Exercise 1 =
Please rewrite the listing from the line with "Reviewer note: every instance of the khaki" through the end of the listing, swapping "keypoint" for "marker" and leaving everything else unchanged.

===== Selected text =====

[R] get top 50 correlated item from a correlation matrix for each item

Tan, Richard RTan at panagora.com
Thu Feb 12 18:26:49 CET 2009


Works like a charm, thank you! 

-----Original Message-----
From: Dimitris Rizopoulos [mailto:d.rizopoulos at erasmusmc.nl] 
Sent: Thursday, February 12, 2009 12:11 PM
To: Tan, Richard
Cc: r-help at r-project.org
Subject: Re: [R] get top 50 correlated item from a correlation matrix
for each item

a possible vectorized solution is the following:

cor.mat <- cor(matrix(rnorm(100*1000), 1000, 100)) p <- 30 # how many
top items

n <- ncol(cor.mat)
cmat <- col(cor.mat)
ind <- order(-cmat, cor.mat, decreasing = TRUE) - (n * cmat - n)
dim(ind) <- dim(cor.mat)
ind <- ind[seq(2, p + 1), ]
out <- cbind(ID = c(col(ind)), ID2 = c(ind)) as.data.frame(cbind(out,
cor = cor.mat[out]))


I hope it helps.

===== Material for this exercise =====

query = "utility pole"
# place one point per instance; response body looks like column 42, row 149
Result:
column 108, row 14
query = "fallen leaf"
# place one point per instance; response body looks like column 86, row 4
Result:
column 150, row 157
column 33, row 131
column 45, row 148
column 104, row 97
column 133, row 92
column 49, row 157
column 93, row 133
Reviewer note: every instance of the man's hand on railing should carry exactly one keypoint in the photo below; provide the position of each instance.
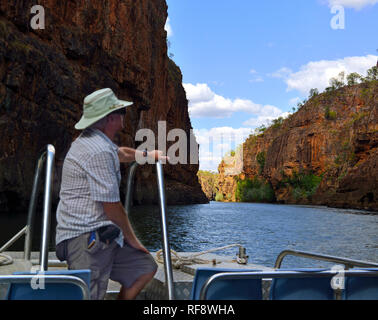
(157, 155)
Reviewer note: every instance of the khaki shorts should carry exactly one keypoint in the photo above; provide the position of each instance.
(124, 265)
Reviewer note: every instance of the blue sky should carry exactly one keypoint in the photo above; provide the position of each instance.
(246, 62)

=====

Exercise 2 =
In the correlation matrix thread, who sent the reply proposing a vectorized solution?

Task response 1 =
Reviewer note: every instance of the khaki shorts should carry exactly one marker in the photo above; provide the position of each instance.
(124, 265)
Reviewer note: every instance of the blue sky should carry exactly one marker in the photo above; provide the position of each instance.
(246, 62)

Task response 2 =
Dimitris Rizopoulos